The answer should contain each record below, repeated exactly.

PROVIDED DATA section start

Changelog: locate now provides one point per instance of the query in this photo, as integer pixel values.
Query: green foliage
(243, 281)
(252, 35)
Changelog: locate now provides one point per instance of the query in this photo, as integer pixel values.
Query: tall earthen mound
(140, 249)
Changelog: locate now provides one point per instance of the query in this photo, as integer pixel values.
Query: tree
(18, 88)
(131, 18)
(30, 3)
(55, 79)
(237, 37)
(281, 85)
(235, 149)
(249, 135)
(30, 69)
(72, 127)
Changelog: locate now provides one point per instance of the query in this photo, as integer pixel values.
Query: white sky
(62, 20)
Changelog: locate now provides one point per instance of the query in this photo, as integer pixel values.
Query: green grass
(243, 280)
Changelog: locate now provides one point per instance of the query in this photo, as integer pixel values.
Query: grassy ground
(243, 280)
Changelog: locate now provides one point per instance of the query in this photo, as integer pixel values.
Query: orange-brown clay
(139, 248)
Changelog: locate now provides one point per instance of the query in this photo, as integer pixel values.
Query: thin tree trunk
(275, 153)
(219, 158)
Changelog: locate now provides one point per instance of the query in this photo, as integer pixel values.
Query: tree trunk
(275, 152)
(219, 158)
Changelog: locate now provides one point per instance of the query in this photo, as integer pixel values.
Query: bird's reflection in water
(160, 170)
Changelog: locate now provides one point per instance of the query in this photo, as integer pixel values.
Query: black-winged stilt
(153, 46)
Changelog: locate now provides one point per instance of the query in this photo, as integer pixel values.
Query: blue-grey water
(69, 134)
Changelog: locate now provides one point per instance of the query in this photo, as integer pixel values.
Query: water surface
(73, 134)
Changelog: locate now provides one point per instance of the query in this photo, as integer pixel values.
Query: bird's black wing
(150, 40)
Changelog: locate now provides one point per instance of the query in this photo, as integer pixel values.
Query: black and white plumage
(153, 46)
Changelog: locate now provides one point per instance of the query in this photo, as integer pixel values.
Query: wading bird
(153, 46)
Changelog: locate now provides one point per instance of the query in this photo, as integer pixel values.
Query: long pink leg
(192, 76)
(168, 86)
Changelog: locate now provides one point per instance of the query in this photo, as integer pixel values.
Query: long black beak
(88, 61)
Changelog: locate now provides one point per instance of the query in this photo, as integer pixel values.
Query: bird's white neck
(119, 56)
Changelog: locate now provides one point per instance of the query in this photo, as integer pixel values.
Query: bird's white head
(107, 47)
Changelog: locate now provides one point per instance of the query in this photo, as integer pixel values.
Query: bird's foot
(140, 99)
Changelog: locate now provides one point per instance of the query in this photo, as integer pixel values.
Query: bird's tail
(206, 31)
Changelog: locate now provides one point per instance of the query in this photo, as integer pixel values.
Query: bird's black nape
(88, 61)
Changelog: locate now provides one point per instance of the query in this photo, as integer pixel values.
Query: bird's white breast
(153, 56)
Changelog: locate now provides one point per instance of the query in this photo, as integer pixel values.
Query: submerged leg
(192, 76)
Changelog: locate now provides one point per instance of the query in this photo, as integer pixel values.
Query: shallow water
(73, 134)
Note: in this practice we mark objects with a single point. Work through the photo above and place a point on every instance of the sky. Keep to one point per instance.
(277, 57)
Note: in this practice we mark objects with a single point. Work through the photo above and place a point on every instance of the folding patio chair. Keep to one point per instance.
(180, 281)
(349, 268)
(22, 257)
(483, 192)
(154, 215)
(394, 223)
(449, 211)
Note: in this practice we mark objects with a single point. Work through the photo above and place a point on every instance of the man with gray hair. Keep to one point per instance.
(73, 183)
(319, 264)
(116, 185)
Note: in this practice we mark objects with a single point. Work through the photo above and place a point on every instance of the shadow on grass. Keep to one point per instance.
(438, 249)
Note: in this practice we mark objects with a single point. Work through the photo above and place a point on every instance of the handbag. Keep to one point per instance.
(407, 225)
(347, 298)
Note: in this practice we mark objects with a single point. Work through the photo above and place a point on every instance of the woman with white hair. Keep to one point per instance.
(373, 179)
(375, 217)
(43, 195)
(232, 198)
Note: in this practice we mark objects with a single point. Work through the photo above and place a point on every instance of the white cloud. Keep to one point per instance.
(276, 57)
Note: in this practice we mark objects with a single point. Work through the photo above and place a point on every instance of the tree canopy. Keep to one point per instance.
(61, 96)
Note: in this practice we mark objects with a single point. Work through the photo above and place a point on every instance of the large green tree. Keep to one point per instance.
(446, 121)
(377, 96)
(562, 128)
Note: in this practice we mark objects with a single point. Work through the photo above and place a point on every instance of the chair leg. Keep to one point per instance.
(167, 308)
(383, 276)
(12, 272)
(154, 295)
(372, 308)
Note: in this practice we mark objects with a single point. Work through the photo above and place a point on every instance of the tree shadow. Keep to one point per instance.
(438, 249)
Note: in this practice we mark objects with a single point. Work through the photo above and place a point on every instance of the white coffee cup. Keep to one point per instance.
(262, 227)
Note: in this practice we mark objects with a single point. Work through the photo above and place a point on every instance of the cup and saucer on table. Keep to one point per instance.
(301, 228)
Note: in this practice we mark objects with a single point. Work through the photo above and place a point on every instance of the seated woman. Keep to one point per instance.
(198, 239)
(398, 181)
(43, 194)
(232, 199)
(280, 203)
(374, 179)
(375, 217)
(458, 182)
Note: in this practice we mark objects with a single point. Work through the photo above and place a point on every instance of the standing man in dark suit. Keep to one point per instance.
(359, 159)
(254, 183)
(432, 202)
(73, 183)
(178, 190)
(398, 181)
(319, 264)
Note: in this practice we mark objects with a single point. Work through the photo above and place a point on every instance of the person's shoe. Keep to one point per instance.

PROVIDED DATA section end

RESPONSE AREA
Changelog: locate now provides one point per instance of the query in this photo, as integer pixel values.
Query: green foliage
(243, 281)
(252, 35)
Changelog: locate now provides one point per instance of the query in this photo, as integer pixel values.
Query: tall earthen mound
(140, 249)
Changelog: locate now provides one point per instance of the query in this photo, as integer pixel values.
Query: tree
(18, 88)
(131, 18)
(30, 3)
(55, 79)
(237, 37)
(281, 85)
(235, 149)
(249, 135)
(30, 69)
(72, 127)
Changelog: locate now provides one point per instance of the query in this photo, as integer pixel values.
Query: white sky
(62, 20)
Changelog: locate now provides one point per instance of the query in this photo, as integer pixel values.
Query: green grass
(243, 280)
Changelog: locate now provides one point per instance of the query in this photo, as integer pixel values.
Query: grassy ground
(243, 280)
Changelog: locate now provides one point per instance of the query in this photo, as integer pixel values.
Query: orange-brown clay
(139, 248)
Changelog: locate now provides one point per instance of the query in this photo, as integer pixel values.
Query: thin tree trunk
(275, 153)
(219, 158)
Changelog: locate now provides one point per instance of the query in this photo, as integer pixel values.
Query: tree trunk
(275, 152)
(219, 158)
Changelog: locate now provides one point per instance of the query in this photo, as integer pixel values.
Query: bird's reflection in water
(160, 170)
Changelog: locate now provides one point per instance of the query in this photo, as integer pixel values.
Query: black-winged stilt
(153, 46)
Changelog: locate now provides one point per instance of the query in this photo, as integer pixel values.
Query: blue-grey water
(69, 134)
Changelog: locate now provides one point per instance of the query in this photo, as integer pixel values.
Query: water surface
(73, 134)
Changelog: locate now provides one point per instance of the query in this photo, as integer pixel values.
Query: bird's black wing
(150, 40)
Changelog: locate now provides one point per instance of the query in this photo, as integer pixel values.
Query: black and white plumage
(153, 46)
Changelog: locate now provides one point per instance of the query in this photo, as integer pixel values.
Query: wading bird
(153, 46)
Changelog: locate now provides one point per instance of the query in this photo, as integer pixel values.
Query: long pink leg
(192, 76)
(168, 86)
Changelog: locate now provides one point per instance of the query in this photo, as integer pixel values.
Query: long black beak
(88, 61)
Changelog: locate now provides one point per instance of the query in this photo, as integer pixel values.
Query: bird's white neck
(119, 56)
Changelog: locate now provides one point per instance of the query in this photo, as integer pixel values.
Query: bird's white head
(107, 47)
Changelog: locate now provides one point per instance of the query in this photo, as integer pixel values.
Query: bird's foot
(140, 99)
Changelog: locate now provides one point per instance of the query in this photo, as integer pixel values.
Query: bird's tail
(206, 31)
Changelog: locate now provides one point per instance of the query in this photo, as integer pixel values.
Query: bird's black nape
(88, 61)
Changelog: locate now provides one point per instance of the query in this photo, as integer pixel values.
Query: bird's white breast
(153, 56)
Changelog: locate now provides one point per instance of the query in this photo, as integer pixel values.
Query: submerged leg
(192, 76)
Changelog: locate now provides one point per instance of the query in this photo, as integer pixel values.
Query: shallow water
(73, 134)
Note: in this practice we mark objects with a single point. Work through the photo above and place a point on every instance of the sky. Keep to one point per instance.
(277, 57)
Note: in this practice we mark objects with a single point. Work through the photo above and place a point on every instance of the folding patio chair. Keep to one point per instance.
(180, 281)
(349, 268)
(22, 257)
(483, 192)
(154, 215)
(394, 223)
(449, 211)
Note: in this practice we mark objects with a single point. Work through the photo above and place a point on every instance of the man with gray hair. Keep to one point per instance.
(73, 183)
(319, 264)
(116, 185)
Note: in this practice we mark objects with a single point. Work through the photo above and place a point on every instance of the shadow on grass. Keep to one point per instance.
(438, 249)
Note: in this practice we mark objects with a single point. Work through the photo above and place a point on every instance of the handbag. Keep to one point per instance.
(407, 225)
(347, 298)
Note: in this practice we mark objects with a single point. Work through the photo above and place a point on every instance of the woman with white hair. Keep to one point per instance.
(373, 179)
(375, 217)
(43, 195)
(232, 198)
Note: in this practice we mark objects with a single point. Work through the photo above and place a point on every instance of the white cloud. Keep to one point per instance.
(276, 57)
Note: in this practice we mark objects with a single point. Work through the photo above and place a point on every instance of the tree canopy. Keep to one point per instance.
(61, 96)
Note: in this practice we mark objects with a single point. Work through the photo above and place a point on every instance of the large green tree. Keep to one point per instance.
(446, 121)
(377, 96)
(562, 128)
Note: in this practice we mark objects with a single point. Work through the photo above and place a point on every instance of the chair leg. Keep to one point per instance.
(167, 308)
(383, 276)
(12, 272)
(154, 295)
(372, 308)
Note: in this practice we mark objects with a single point. Work through the photo above and place a point on every instance of the tree shadow. Keep to one point per instance.
(438, 249)
Note: in this practice we mark objects with a single point. Work through the photo above and place a point on every instance of the white coffee cup. Keep to one point per instance.
(262, 227)
Note: in this practice we mark objects with a single point. Work through the photo above and place a point on every instance of the cup and saucer on table. Keep to one point per instance.
(301, 228)
Note: in this practice we mark objects with a single point. Work through the photo above and place a point on every instance of the seated woman. Keep to one point per instance.
(198, 239)
(398, 181)
(43, 194)
(232, 199)
(280, 203)
(374, 179)
(375, 217)
(458, 182)
Note: in this practice we mark objects with a single point. Work through the photo above and place a point on every instance of the standing man in dark suit. Keep to one point per instance.
(359, 159)
(254, 183)
(432, 202)
(73, 183)
(178, 190)
(398, 181)
(319, 264)
Note: in this practice we mark objects with a single point. Work through the photo above and place a point on every instance of the person's shoe. Keep to one point per instance.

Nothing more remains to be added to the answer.